## [Assigned task]
The full set of entries has to be output exactly.

[Input data]

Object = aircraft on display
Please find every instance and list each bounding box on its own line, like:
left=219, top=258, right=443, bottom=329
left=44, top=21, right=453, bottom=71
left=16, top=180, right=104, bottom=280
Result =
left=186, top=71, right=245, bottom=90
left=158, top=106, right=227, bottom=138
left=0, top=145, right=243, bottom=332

[/Input data]

## [Your response]
Object = aircraft on display
Please find every instance and list each bounding box on its own line, like:
left=219, top=258, right=443, bottom=329
left=44, top=21, right=453, bottom=71
left=16, top=180, right=104, bottom=280
Result =
left=186, top=71, right=245, bottom=90
left=158, top=106, right=227, bottom=138
left=0, top=145, right=243, bottom=332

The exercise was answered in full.